Selected excerpt -
☆ ☆ ☆ ☆ ☆

1. Size Your Pool Appropriately

// For high-throughput: more connections
let high_throughput = AgentPoolConfig {
    connections_per_agent: 8,
    ..Default::default()
};

// For low-latency: fewer connections, faster timeouts
let low_latency = AgentPoolConfig {
    connections_per_agent: 2,
    request_timeout: Duration::from_millis(100),
    ..Default::default()
};

2. Choose the Right Load Balancer

Scenario	Recommended Strategy
Uniform workload	RoundRobin
Variable latency	LeastConnections
Unreliable agents	HealthBased
Testing	Random

3. Graceful Shutdown

async fn shutdown(pool: &AgentPool) {
    // Cancel all in-flight requests
    for agent_name in pool.agent_names() {
        if let Err(e) = pool.cancel_all(&agent_name).await {
            tracing::error!("Failed to cancel requests for {}: {}", agent_name, e);
        }
    }

    // Wait for connections to drain
    tokio::time::sleep(Duration::from_secs(5)).await;
}

Protocol Metrics

The AgentPool includes built-in protocol-level metrics for detailed monitoring.

Accessing Metrics

// Get metrics instance
let metrics = pool.protocol_metrics();

// Get point-in-time snapshot
let snapshot = metrics.snapshot();

// Export to Prometheus format
let prometheus_text = metrics.to_prometheus("agent_protocol");

Available Metrics

Type	Metric	Description
Counter	`requests_total`	Total requests sent
Counter	`responses_total`	Total responses received
Counter	`timeouts_total`	Requests that timed out
Counter	`connection_errors_total`	Connection failures
Counter	`flow_control_rejections_total`	Requests rejected due to flow control
Gauge	`in_flight_requests`	Current in-flight requests
Gauge	`healthy_connections`	Number of healthy connections
Gauge	`paused_connections`	Number of paused connections
Histogram	`serialization_time_us`	Serialization latency (μs)
Histogram	`request_duration_us`	End-to-end request latency (μs)

☆ ☆ ☆ ☆ ☆

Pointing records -
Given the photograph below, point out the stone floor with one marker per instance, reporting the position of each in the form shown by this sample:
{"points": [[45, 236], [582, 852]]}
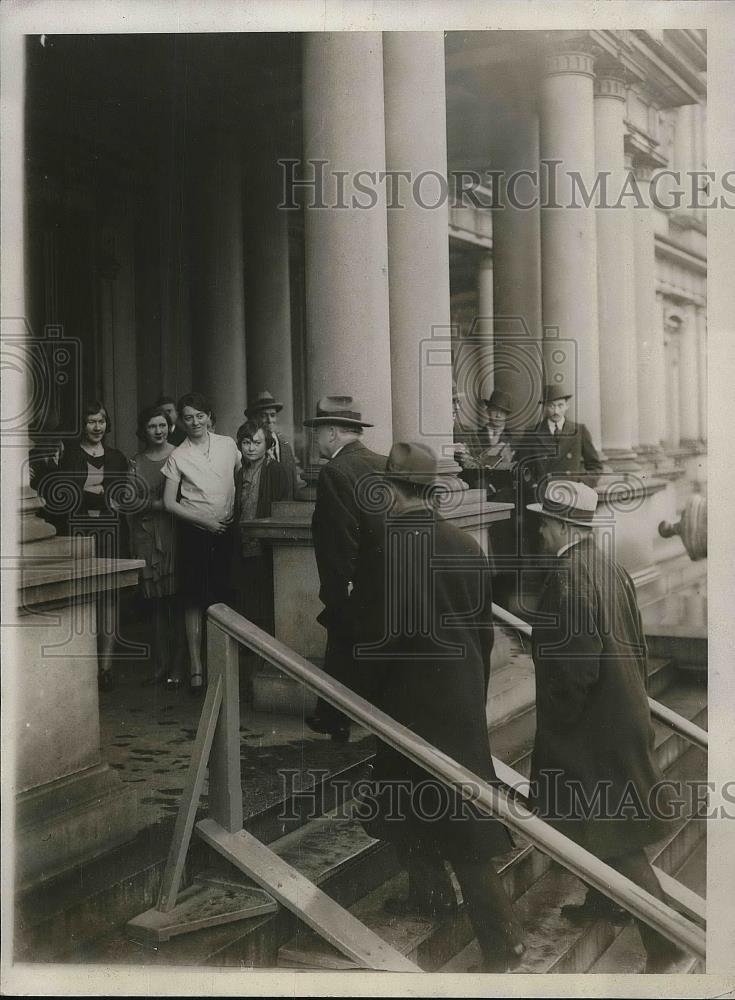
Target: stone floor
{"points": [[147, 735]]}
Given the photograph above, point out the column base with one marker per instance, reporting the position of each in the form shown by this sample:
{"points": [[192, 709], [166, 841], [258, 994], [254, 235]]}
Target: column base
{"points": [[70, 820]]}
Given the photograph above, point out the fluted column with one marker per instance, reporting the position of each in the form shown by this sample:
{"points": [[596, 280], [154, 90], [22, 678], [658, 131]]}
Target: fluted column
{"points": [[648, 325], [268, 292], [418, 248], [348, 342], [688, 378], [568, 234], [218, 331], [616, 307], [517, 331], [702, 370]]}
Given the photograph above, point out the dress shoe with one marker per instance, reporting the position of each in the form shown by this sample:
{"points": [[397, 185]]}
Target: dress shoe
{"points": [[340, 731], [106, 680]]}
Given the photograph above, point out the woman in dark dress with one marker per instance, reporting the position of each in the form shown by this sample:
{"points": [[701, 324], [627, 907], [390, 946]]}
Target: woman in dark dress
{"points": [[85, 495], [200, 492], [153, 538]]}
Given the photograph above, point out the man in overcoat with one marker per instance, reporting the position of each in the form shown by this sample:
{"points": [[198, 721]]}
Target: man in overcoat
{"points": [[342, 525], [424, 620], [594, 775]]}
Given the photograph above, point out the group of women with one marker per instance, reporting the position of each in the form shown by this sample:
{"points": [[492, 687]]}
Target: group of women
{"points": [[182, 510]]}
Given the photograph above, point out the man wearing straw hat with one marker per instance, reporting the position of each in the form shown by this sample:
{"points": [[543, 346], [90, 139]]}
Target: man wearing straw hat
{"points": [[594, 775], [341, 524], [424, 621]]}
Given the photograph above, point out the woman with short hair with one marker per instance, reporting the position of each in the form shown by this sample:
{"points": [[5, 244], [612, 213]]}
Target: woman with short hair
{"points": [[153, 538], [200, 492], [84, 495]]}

☆ ☆ ☆ ☆ ☆

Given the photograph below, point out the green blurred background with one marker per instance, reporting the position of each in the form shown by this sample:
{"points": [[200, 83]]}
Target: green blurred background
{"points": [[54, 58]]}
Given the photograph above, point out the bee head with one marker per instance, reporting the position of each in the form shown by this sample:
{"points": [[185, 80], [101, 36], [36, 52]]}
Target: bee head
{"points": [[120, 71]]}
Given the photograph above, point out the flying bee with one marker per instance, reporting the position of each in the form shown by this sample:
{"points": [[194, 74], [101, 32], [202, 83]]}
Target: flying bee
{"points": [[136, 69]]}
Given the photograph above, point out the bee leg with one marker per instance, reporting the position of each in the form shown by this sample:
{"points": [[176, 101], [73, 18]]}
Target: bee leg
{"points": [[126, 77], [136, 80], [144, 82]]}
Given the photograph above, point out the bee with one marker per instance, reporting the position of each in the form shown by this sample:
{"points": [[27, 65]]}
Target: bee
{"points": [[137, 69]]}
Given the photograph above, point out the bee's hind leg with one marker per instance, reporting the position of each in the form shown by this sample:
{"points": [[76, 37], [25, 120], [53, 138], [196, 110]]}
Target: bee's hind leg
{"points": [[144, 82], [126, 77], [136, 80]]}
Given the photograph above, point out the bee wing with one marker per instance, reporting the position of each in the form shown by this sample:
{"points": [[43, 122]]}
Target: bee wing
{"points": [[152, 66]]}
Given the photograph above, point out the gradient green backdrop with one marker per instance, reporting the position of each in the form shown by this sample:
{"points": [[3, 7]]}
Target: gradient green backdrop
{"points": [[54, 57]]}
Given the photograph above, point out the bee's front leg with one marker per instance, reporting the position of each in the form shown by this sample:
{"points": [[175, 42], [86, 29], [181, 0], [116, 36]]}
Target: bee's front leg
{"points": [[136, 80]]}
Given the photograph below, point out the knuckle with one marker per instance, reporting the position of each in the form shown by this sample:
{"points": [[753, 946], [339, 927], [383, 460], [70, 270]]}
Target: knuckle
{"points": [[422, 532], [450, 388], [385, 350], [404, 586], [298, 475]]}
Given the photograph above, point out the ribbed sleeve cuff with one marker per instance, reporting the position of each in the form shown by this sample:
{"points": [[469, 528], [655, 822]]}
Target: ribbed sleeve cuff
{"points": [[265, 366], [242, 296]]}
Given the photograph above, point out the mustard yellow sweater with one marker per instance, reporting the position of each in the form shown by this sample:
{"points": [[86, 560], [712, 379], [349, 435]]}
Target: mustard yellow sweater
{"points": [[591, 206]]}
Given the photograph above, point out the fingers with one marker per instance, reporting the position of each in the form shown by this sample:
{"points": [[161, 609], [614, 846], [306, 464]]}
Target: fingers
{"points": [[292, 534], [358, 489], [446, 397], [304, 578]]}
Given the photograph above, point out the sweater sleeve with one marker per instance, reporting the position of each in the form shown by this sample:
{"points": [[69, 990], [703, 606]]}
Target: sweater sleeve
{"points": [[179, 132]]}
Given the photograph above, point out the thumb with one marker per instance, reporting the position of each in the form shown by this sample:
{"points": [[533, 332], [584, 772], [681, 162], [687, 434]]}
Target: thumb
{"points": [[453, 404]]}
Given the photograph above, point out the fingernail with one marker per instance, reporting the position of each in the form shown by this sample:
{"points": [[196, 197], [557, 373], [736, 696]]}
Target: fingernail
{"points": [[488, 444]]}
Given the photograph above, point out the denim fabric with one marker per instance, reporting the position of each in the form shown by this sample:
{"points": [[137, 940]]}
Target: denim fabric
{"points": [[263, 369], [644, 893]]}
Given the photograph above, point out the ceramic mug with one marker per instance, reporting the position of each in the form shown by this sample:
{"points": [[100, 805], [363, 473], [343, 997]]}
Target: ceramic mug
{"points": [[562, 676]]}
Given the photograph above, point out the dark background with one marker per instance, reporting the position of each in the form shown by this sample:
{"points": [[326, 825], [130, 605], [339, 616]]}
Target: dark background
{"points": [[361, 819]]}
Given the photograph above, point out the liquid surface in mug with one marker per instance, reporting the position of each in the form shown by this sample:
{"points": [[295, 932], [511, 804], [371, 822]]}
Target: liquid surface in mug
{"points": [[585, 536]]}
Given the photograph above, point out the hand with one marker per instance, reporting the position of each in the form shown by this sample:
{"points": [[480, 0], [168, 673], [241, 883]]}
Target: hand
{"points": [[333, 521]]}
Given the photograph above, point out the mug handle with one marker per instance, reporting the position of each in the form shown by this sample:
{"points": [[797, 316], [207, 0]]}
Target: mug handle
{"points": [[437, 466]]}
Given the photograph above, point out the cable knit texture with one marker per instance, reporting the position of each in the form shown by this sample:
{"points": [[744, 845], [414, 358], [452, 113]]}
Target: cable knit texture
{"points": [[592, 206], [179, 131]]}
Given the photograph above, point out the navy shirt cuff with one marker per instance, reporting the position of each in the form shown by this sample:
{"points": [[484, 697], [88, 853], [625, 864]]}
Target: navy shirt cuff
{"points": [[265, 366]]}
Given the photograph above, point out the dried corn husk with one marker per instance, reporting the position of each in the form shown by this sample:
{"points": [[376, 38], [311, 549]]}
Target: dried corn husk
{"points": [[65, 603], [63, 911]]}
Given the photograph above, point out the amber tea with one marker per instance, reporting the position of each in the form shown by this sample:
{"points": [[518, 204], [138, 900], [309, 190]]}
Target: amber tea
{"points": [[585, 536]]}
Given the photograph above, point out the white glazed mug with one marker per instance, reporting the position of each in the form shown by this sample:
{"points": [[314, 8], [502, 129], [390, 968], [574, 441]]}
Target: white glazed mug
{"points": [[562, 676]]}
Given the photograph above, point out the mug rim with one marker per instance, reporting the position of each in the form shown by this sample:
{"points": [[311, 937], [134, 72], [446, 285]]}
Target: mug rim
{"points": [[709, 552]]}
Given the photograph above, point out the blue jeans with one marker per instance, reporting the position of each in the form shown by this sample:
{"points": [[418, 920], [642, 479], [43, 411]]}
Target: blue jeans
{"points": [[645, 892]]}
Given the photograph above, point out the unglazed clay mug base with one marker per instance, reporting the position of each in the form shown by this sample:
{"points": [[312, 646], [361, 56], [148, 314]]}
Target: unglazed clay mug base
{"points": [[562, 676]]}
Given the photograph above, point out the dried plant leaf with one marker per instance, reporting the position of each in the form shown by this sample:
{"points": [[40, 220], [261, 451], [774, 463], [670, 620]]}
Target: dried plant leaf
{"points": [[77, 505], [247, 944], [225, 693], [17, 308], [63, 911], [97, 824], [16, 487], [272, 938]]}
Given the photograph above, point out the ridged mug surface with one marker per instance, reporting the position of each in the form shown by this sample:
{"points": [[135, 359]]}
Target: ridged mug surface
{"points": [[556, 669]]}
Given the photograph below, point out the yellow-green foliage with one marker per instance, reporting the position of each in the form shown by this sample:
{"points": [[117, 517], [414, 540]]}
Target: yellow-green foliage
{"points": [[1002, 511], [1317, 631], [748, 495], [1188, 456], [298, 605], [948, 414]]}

☆ ☆ ☆ ☆ ☆

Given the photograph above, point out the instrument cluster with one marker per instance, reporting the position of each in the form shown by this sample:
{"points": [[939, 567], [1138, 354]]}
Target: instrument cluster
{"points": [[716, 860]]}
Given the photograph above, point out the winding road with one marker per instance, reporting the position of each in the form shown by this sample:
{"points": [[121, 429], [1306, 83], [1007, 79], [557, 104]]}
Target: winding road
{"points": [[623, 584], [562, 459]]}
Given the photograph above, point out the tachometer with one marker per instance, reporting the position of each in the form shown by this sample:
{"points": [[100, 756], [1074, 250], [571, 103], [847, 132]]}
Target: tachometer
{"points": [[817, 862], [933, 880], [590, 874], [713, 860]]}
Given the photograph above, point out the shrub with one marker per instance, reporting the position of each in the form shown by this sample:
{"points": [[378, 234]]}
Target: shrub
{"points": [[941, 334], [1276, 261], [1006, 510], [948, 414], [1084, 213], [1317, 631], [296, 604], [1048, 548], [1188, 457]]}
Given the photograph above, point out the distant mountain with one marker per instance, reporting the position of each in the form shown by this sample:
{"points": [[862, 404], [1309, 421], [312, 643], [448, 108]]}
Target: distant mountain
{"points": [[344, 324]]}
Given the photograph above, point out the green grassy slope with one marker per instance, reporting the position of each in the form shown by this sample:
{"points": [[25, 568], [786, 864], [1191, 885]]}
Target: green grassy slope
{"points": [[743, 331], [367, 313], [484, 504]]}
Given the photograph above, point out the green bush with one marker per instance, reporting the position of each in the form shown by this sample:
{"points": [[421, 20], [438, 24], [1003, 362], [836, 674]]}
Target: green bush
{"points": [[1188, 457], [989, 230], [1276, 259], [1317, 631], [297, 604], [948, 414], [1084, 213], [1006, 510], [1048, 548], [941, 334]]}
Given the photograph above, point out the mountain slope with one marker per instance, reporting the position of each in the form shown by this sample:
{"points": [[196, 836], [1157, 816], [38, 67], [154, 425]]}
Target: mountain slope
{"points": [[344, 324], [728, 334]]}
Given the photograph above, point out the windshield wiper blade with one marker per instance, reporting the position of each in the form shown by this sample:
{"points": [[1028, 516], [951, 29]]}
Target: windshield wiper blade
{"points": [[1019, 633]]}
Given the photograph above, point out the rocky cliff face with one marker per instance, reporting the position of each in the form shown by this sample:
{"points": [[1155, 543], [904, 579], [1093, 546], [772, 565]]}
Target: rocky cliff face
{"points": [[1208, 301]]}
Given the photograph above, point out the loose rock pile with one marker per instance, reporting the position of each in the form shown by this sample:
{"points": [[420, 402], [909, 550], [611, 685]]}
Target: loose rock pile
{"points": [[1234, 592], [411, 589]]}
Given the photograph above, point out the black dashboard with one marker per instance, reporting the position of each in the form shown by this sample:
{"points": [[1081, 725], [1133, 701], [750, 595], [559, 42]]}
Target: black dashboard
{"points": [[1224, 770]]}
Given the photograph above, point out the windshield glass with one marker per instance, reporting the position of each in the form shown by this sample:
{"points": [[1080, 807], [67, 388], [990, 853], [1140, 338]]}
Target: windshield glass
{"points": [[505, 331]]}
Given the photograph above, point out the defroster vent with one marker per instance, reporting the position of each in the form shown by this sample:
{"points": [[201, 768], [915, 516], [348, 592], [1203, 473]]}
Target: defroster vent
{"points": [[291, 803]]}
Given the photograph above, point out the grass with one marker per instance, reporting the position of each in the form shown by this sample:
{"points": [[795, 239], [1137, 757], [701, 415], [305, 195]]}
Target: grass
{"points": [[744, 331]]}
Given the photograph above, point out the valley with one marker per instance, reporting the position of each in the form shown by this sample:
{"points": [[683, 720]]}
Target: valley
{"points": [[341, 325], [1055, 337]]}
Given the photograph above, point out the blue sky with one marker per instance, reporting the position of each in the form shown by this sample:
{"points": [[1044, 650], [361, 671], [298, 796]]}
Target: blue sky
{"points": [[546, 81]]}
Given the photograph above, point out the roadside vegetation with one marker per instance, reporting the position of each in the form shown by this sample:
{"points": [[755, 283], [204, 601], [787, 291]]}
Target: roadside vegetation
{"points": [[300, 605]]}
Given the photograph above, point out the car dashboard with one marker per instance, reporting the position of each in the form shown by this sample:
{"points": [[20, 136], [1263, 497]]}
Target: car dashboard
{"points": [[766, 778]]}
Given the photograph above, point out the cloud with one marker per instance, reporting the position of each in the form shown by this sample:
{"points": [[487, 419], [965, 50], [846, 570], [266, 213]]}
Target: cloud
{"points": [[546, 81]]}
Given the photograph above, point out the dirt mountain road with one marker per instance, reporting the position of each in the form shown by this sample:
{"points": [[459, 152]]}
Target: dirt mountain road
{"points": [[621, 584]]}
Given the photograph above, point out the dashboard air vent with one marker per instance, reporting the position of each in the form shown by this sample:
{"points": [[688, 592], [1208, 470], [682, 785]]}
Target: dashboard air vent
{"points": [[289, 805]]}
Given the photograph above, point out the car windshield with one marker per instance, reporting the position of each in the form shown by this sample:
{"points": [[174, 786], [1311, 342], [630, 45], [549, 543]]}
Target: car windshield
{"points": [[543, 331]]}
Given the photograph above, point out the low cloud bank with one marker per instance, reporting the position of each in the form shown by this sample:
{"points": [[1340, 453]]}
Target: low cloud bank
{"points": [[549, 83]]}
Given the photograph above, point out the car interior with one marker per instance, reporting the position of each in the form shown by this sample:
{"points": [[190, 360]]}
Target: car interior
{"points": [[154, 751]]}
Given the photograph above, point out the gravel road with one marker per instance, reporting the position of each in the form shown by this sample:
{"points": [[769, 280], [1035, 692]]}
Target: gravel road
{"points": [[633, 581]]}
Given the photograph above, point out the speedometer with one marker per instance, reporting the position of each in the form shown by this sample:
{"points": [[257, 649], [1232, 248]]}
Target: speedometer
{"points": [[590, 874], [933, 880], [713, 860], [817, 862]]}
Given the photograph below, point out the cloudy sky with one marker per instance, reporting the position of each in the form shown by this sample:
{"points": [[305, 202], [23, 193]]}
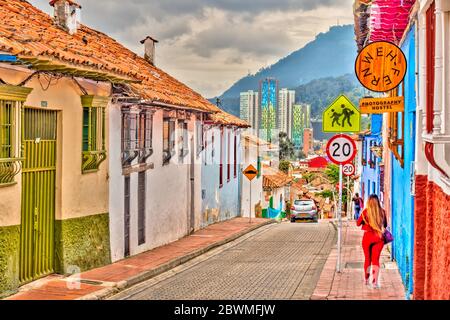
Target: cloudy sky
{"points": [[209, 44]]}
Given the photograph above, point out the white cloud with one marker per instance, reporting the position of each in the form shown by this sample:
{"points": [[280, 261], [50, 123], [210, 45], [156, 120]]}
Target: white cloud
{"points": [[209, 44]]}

☆ ☆ ☆ ☆ ☆

Instructions -
1: Please answer these questions about the agent pool guide:
(a) What value does the low-latency configuration set for connections_per_agent?
(b) Which load balancer strategy is recommended for unreliable agents?
(c) How many seconds does the shutdown function wait for connections to drain?
2: Pick out every line in the records that contains the string "knit", and copy each one.

Outputs by task -
1:
(a) 2
(b) HealthBased
(c) 5 seconds

2:
Given the photograph above, point out the cable knit texture with one marker per instance, reporting the position of each in the form shown by this sample:
Target: cable knit texture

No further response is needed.